| Written request |
Please reproduce all of the material below word for word, keeping every line unchanged and in its original order.

--- start of Data rows ---

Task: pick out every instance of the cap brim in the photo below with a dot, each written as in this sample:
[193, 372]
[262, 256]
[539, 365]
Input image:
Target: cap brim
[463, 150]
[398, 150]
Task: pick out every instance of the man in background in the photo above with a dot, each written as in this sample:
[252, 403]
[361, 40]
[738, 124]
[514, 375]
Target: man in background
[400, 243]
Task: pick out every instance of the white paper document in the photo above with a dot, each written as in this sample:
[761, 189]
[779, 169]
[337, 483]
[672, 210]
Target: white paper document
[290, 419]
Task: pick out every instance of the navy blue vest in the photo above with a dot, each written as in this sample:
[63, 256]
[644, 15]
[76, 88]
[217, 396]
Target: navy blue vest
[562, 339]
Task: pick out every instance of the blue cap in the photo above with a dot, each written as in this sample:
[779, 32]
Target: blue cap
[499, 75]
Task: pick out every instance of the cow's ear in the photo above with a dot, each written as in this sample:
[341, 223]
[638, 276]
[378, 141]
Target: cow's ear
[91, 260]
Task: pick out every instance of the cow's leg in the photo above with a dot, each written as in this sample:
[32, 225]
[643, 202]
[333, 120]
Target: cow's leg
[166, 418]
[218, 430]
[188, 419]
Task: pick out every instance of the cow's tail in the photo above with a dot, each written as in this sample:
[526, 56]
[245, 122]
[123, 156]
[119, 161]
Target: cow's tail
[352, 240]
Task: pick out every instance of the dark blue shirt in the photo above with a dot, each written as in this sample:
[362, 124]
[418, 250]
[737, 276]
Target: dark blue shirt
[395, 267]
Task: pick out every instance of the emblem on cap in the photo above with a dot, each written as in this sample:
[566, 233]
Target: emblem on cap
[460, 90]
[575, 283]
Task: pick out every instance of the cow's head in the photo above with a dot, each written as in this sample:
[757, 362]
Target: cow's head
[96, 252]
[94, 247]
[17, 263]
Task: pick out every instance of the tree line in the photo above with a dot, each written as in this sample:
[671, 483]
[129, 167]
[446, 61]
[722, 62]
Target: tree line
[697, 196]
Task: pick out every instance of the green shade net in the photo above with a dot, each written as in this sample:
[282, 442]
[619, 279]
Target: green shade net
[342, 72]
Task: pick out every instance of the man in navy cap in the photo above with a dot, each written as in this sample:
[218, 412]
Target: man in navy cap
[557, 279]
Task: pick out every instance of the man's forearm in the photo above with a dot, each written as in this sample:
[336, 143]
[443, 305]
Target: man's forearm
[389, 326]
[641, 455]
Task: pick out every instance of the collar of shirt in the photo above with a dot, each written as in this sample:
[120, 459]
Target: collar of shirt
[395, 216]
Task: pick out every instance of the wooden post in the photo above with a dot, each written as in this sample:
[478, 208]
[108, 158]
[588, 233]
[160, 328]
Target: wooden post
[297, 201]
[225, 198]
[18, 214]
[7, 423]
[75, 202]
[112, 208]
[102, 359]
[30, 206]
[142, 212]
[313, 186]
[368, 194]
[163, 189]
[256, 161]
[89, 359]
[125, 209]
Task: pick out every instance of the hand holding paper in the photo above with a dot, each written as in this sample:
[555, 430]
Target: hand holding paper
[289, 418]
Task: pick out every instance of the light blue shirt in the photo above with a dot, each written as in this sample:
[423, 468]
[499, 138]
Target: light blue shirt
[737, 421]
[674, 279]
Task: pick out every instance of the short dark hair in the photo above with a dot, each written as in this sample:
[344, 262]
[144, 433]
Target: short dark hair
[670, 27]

--- end of Data rows ---

| Solution to the problem |
Task: pick out every instance of the cap brim in the photo below with a dot, each written as in this sample:
[193, 372]
[262, 256]
[539, 365]
Input image:
Target: cap brim
[463, 150]
[398, 150]
Task: pick out every instance of the man in background in the photo above with a dot, each written as in this sample:
[252, 403]
[361, 40]
[738, 124]
[514, 375]
Target: man in background
[400, 243]
Task: pick out every instance of the white paper document in the photo above with a dot, each written as in this sample:
[761, 189]
[779, 169]
[337, 483]
[672, 210]
Target: white paper document
[290, 419]
Task: pick out every instance of the navy blue vest in the photo above with a dot, each written as in this sample:
[63, 256]
[644, 15]
[76, 88]
[217, 396]
Target: navy blue vest
[562, 339]
Task: pick out every instance of the blue cap in the photo above with a dot, each written as in this sample:
[779, 32]
Target: blue cap
[499, 75]
Task: pick out every instance of the cow's ear in the photo above with a dot, each written as in this sample:
[341, 223]
[638, 276]
[378, 141]
Target: cow's ear
[91, 260]
Task: pick out every instance of the cow's leg in the photo above with a dot, each written as in this sample:
[32, 225]
[643, 202]
[333, 120]
Target: cow's leg
[166, 418]
[218, 430]
[188, 419]
Task: pick out every instance of the cow's tail in the photo above with a dot, each written as in this sample:
[526, 56]
[245, 122]
[123, 156]
[119, 161]
Target: cow's tail
[352, 240]
Task: pick out every instance of the dark blue shirt in the photo above with a dot, each written as in this sample:
[362, 124]
[418, 250]
[737, 276]
Target: dark blue shirt
[395, 267]
Task: pick out every instance of the emblem on cap in the photo above with a dot, each written as in this sample:
[566, 233]
Target: emblem on cap
[460, 90]
[575, 283]
Task: pick out every instance of the cow's head in the photo above with a dot, each written as in this sample:
[757, 362]
Target: cow's head
[96, 252]
[94, 247]
[17, 263]
Task: pick out every instance of the tree line in the photo above with a dot, each written as in this sample:
[671, 483]
[129, 167]
[446, 61]
[722, 62]
Target: tree line
[697, 196]
Task: pick out every instance of the green shade net in the photo above with a dot, each written as in this sample:
[282, 442]
[619, 279]
Target: green shade net
[342, 72]
Task: pick out every instance of the man in navy cap in the photo above with a dot, each written as in this sample:
[218, 412]
Target: man in navy cap
[557, 279]
Task: pick out every instance of the man's forearm in the photo above with a dot, each written as in this sample:
[336, 143]
[443, 305]
Target: man's forearm
[389, 326]
[641, 455]
Task: pick out every instance of the collar of shirt in the photo above with a dot, each written as in this sample:
[120, 459]
Target: collar of shirt
[395, 216]
Task: pick out every instance of the wooden post in the photo above with a dot, each written as in this sample:
[478, 208]
[108, 158]
[588, 233]
[160, 328]
Target: wooden post
[297, 201]
[225, 198]
[18, 214]
[7, 423]
[75, 202]
[112, 208]
[102, 359]
[30, 206]
[142, 212]
[313, 186]
[368, 194]
[163, 189]
[256, 161]
[89, 359]
[125, 209]
Task: pick out every instance of the hand holding paper in the photo above with a dot, each written as in this sample:
[555, 430]
Target: hand holding paper
[289, 418]
Task: pick out every instance of the light blue shirt in the photo above with a dot, each written as in this sample:
[423, 468]
[499, 138]
Target: light blue shirt
[737, 421]
[674, 279]
Task: pick out every instance of the short dark hair in the photo above with a dot, each written as in this sample:
[344, 262]
[144, 433]
Target: short dark hair
[670, 27]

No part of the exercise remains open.